The reforms that he brought about in the classification of the invertebrate animals were direct and positive improvements, were adopted by Cuvier in his _Règne animal_, and have never been set aside. We owe to him the foundation and definition of the classes of Infusoria, Annelida, Arachnida, and Crustacea, the two latter groups being separated from the insects. He also showed the distinctness of echinoderms from polyps, thus anticipating Leuckart, who established the phylum of Coelenterata nearly half a century later. His special work was the classification of the great group of Mollusca, which he regarded as a class. When in our boyhood days we attempted to arrange our shells, we were taught to use the Lamarckian system, that of Linné having been discarded many years previous. The great reforms in the classification of shells are evidenced by the numerous manuals of conchology based on the works of Lamarck.
We used to hear much of the Lamarckian genera of shells, and Lamarck was the first to perceive the necessity of breaking up into smaller categories the few genera of Linné, which now are regarded as families. He may be said to have had a wonderfully good eye for genera. All his generic divisions were at once accepted, since they were based on valid characters.
Though not a comparative anatomist, he at once perceived the value of a knowledge of the internal structure of animals, and made effective use of the discoveries of Cuvier and of his predecessors--in fact, basing his system of classification on the organs of respiration, circulation, and the nervous system.
He intimated that specific characters vary most, and that the peripheral parts of the body, as the shell, outer protective structures, the limbs, mouth-parts, antennæ, etc., are first affected by the causes which produce variation, while he distinctly states that it requires a longer time for variations to take place in the internal organs. On the latter he relied in defining his classes.
One is curious to know how Lamarck viewed the question of species. This is discussed at length by him in his general essays, which are reproduced farther on in this biography, but his definition of what a species is far surpasses in breadth and terseness, and better satisfies the views now prevailing, than that of any other author.
His definition of a species is as follows:
"Every collection of similar individuals, perpetuated by generation in the same condition, so long as the circumstances of their situation do not change enough to produce variations in their habits, character, and form."
----------
» **TASK LIST**:
A: In the passage on Lamarck's classification work, which organs did he base his system of classification on?
B: Write a continuation of the passage on Lamarck's classification work, starting after its final sentence.
The data items have nothing to do with this.

Data items
----------
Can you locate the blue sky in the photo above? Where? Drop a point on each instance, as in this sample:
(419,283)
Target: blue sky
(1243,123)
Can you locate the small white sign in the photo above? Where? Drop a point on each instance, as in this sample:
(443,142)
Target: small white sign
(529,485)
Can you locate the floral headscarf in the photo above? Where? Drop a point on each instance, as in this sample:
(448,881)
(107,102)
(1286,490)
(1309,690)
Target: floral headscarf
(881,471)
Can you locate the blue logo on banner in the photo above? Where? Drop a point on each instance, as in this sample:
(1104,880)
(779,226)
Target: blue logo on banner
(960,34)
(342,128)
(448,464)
----------
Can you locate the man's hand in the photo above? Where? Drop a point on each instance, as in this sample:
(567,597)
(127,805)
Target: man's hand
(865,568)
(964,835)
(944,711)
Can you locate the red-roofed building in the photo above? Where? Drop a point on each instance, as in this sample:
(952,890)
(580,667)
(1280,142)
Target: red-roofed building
----------
» **ANSWERS FOR EACH ITEM**:
A: The organs of respiration, circulation, and the nervous system.

B:
Lamarck's rare skill, thoroughness, and acuteness as an observer, combined with great breadth of view, were also supplemented by the advantages arising from residence in Paris, and his connection with the Museum of Natural History. Paris was in the opening years of the nineteenth century the chief centre of biological science. France having convalesced from the intestinal disorders of the Revolution, and, as the result of her foreign wars, adding to her territory and power, had begun with the strength of a young giant to send out those splendid exploring expeditions which gathered in collections in natural history from all parts of the known or accessible world, and poured them, as it were, into the laps of the professors of the Jardin des Plantes. The shelves and cases of the galleries fairly groaned with the weight of the zoölogical riches which crowded them. From the year 1800 to 1832 the French government showed the greatest activity in sending out exploring expeditions to Egypt, Africa, and the tropics.[119]
The zoölogists who explored Egypt were Geoffroy St. Hilaire and Savigny. Those who visited the East, the South Seas, the East Indian archipelago, and other regions were Bruguière, Olivier, Bory de St. Vincent, Péron, Lesueur, Quoy, Gaimard, Le Vaillant, Edoux, and Souleyet. The natural result was the enormous collections of the Jardin des Plantes, and consequently enlarged views regarding the number and distribution of species, and their relation to their environment.
In Paris, about the time of Lamarck's death, flourished also Savigny, who published his immortal works on the morphology of arthropods and of ascidians; and Straus-Durckheim, whose splendidly illustrated volumes on the anatomy of the cockchafer and of the cat will never cease to be of value; and É. Geoffroy St. Hilaire, whose elaborate and classical works on vertebrate morphology, embryology, and comparative anatomy added so much to the prestige of French science.
We may be sure that Lamarck did his own work without help from others, and gave full credit to those who, like Defrance or Bruguière, aided or immediately preceded him. He probably was lacking in executive force, or in the art which Cuvier knew so well to practise, of enlisting young men to do the drudgery or render material aid, and then, in some cases, neglecting to give them proper credit.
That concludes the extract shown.